MESOP NEU : Autonome Grüße aus dem Ritz / In Moskau versammeln sich Gegner einer monopolaren Welt

MOSKAU, 25. September. FAZ – Ein Weckruf der „nationalen Befreiung” soll an diesem Sonntag aus Moskau erschallen — jedenfalls an Adressaten in Ländern, die der Kreml im Ringen um Einfluss als Gegner ausgemacht hat.

Dafür ist eine Auslese selbsternannter Freiheitskämpfer ins Ritz Carlton gekommen, etwa aus den Vereinigten Staaten, Spanien, von der irischen Insel. Vor dem Eingang des Hotels in Sichtweite des Kremls werben teuerste MercedesBenz-Modelle um Kunden. Im ersten Stock erklärt ein Hüne im blauen Streifenanzug mit Bart und Brille seinen „Dialog der Nationen”. Alexander Ionow ist 26 und trägt noch Zahnspange, aber auch ein Funkgerät am Gürtel und einen Knopf im Ohr. Das lässt ihn wie einen Türsteher wirken. Doch Ionow ist mehr: ein Muster an Engagement in dem Bereich, der in Russland als Zivilgesellschaft gilt und den der Staat anders als etwa Umweltschützer und Wahlbeobachter nicht schikaniert, sondern alimentiert.

An diesem Tag begrüßt Ionow als Präsident seiner „Antiglobalisierungsbewegung Russlands” knapp 30 Gäste und Dutzende Zuhörer. Man spricht über „Selbstbestimmungsrecht der Völker und Aufbau einer neuen Weltordnung”, schon zum zweiten Mal nach 2015. Daneben ist der junge Mann im Vorstand der Organisation „Offiziere Russlands” —und just während er Streiter für die Unabhängigkeit Kataloniens von Spanien, Transnistriens von der Republik Moldau und für ein freies Kalifornien, Texas und Hawaii begrüßt, blockieren einige seiner „Offiziere” in grauem Flecktarn eine Fotoausstellung in Moskau, der eine Kreml-Politikerin Pädophilie vorgeworfen hat. Im selben parapolizeilichen Graubereich gegen Putin-Gegner aller Art wirkt seit 2015 eine „Anti-Majdan-Bewegung”, deren Führung Ionow auch angehört.

So viel Nähe zur Macht ebnet den Weg ins Ritz Carlton; so viel Zivilgesell-schaft muss sein, auch wenn das Land ansonsten spart. Ionow erläutert, man habe für die Einladung der Teilnehmer zum “Dialog” Fördergelder des Präsidenten für die Entwicklung der Zivilgesellschaft erhalten. Und habe private Gönner. Deren Namen will Ionow ebenso wenig nennen wie den seines angeblichen Unternehmens, das sich etwa „Investitionsschutz” widme. Er und der „Dialog der Nationen” seien politisch unabhängig, erläutert Ionow und plädiert in Worten, wie sie auch Putin wählt, für eine „multipolare Welt” und gegen „Einmischung dritter Länder”, also der Vereinigten Staaten.

→ BEREITGESTELLTES MATERIAL
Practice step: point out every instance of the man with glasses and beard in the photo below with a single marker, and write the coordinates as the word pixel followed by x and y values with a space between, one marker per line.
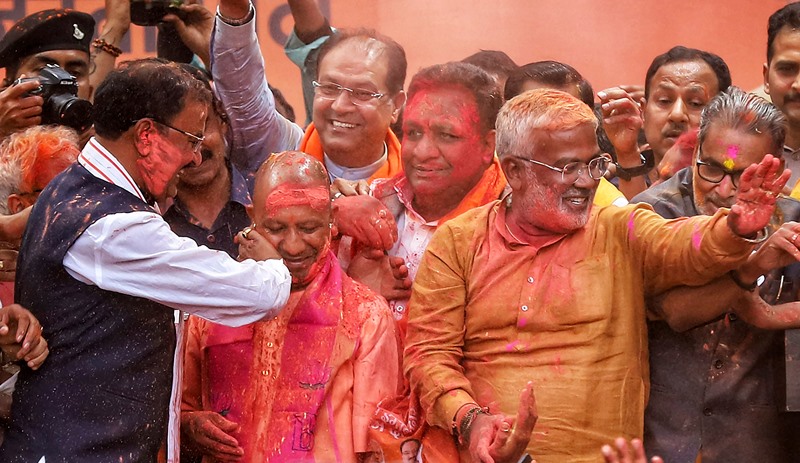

→ ZU BEARBEITENDE AUFGABEN
**a.** Zitiere aus dem Artikel über das Moskauer Treffen den Abschnitt, der bei den Worten „MESOP NEU : Autonome“ beginnt und nach den Worten „Gegner ausgemacht hat.“ endet.
**b.** Welche Gebiete nennt der Artikel über das Moskauer Treffen, für deren Unabhängigkeit oder Freiheit die begrüßten Gäste eintreten? Führe alle auf.
Stütze dich ausschließlich auf den Artikel über das Moskauer Treffen.

→ RICHTIGE LÖSUNGEN
**a.**
MESOP NEU : Autonome Grüße aus dem Ritz / In Moskau versammeln sich Gegner einer monopolaren Welt

MOSKAU, 25. September. FAZ – Ein Weckruf der „nationalen Befreiung” soll an diesem Sonntag aus Moskau erschallen — jedenfalls an Adressaten in Ländern, die der Kreml im Ringen um Einfluss als Gegner ausgemacht hat.

**b.** Katalonien, Transnistrien, Kalifornien, Texas, Hawaii